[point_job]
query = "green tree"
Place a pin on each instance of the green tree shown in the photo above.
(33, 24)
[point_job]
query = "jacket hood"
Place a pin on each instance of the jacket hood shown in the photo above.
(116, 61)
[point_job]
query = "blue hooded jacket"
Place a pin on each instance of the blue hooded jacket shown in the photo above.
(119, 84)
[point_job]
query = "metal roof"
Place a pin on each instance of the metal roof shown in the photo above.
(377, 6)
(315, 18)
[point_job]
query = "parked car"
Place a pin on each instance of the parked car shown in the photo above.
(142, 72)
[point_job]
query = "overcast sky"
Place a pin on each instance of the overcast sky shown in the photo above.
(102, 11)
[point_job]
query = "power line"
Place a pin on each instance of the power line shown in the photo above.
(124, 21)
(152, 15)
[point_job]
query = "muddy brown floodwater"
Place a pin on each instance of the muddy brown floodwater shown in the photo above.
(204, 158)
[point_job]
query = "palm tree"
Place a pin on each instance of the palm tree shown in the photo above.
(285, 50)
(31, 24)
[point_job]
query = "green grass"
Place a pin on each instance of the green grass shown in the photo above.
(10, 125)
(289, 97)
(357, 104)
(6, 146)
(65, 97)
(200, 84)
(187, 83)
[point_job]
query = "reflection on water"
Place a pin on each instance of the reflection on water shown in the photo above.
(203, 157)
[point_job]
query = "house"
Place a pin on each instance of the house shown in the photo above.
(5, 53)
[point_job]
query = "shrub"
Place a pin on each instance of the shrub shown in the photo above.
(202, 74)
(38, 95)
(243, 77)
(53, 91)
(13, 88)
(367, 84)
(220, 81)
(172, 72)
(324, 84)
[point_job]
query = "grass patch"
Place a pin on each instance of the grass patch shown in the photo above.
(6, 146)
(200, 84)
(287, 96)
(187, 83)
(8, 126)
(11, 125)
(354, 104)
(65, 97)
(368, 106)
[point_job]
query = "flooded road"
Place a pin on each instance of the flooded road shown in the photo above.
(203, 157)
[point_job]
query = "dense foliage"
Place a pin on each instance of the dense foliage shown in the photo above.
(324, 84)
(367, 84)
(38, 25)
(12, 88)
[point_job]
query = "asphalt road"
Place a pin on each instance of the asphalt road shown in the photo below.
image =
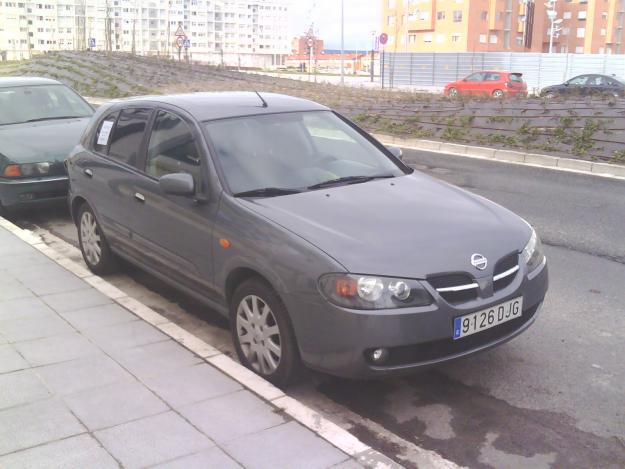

══════════

Omit the pictures and give the material again, exactly and in full.

__RESULT OF THIS TASK__
[point_job]
query = "green tree"
Place a pin on each instance of the green tree shown in the photo above.
(33, 24)
[point_job]
query = "jacket hood"
Place a pin on each instance of the jacket hood shown in the photo above.
(116, 61)
[point_job]
query = "blue hooded jacket"
Place a pin on each instance of the blue hooded jacket shown in the photo above.
(119, 84)
[point_job]
query = "metal roof"
Place a pin on each instance of the metal roof shown in the photo above.
(377, 6)
(315, 18)
[point_job]
query = "parked car"
Place a pin on each instance of the parked car shown in the photo above.
(142, 72)
[point_job]
query = "overcast sky"
Place a pin on each instance of the overcast sky shown in the photo above.
(102, 11)
[point_job]
query = "power line"
Place a pin on each instance of the power line shown in the photo above.
(124, 21)
(152, 15)
[point_job]
query = "muddy brown floodwater"
Place a pin on each instance of the muddy brown floodwater shown in the photo above.
(204, 158)
[point_job]
query = "palm tree"
Place a pin on each instance of the palm tree shown in the photo above.
(285, 50)
(31, 24)
[point_job]
query = "green grass"
Place a pin on each instance of the green grass shown in the photo above.
(10, 125)
(289, 97)
(357, 104)
(6, 146)
(65, 97)
(200, 84)
(187, 83)
[point_job]
query = "reflection on water"
Place a pin on each instance of the reflection on water shown in the photo above.
(203, 157)
[point_job]
query = "house"
Place a pin on each instance of the house shown in the photo above.
(5, 53)
[point_job]
query = "shrub"
Place a pin on each instance of the shrub shown in the photo above.
(202, 74)
(38, 95)
(243, 77)
(53, 91)
(13, 88)
(367, 84)
(220, 81)
(172, 72)
(324, 84)
[point_job]
query = "grass patch"
Place a pin on each instance of the grass patch shown in the photo above.
(6, 146)
(200, 84)
(287, 96)
(187, 83)
(8, 126)
(11, 125)
(354, 104)
(65, 97)
(368, 106)
[point_job]
query = "flooded road"
Place a pin on each instance of the flooded road shown in the photo above.
(203, 157)
[point_job]
query = "dense foliage"
Place a pin on each instance of the dense foliage shown in the photo above.
(324, 84)
(367, 84)
(38, 25)
(12, 88)
[point_job]
query = "asphalt road"
Place a pin on each instance of the asphalt road shown in the photo below.
image =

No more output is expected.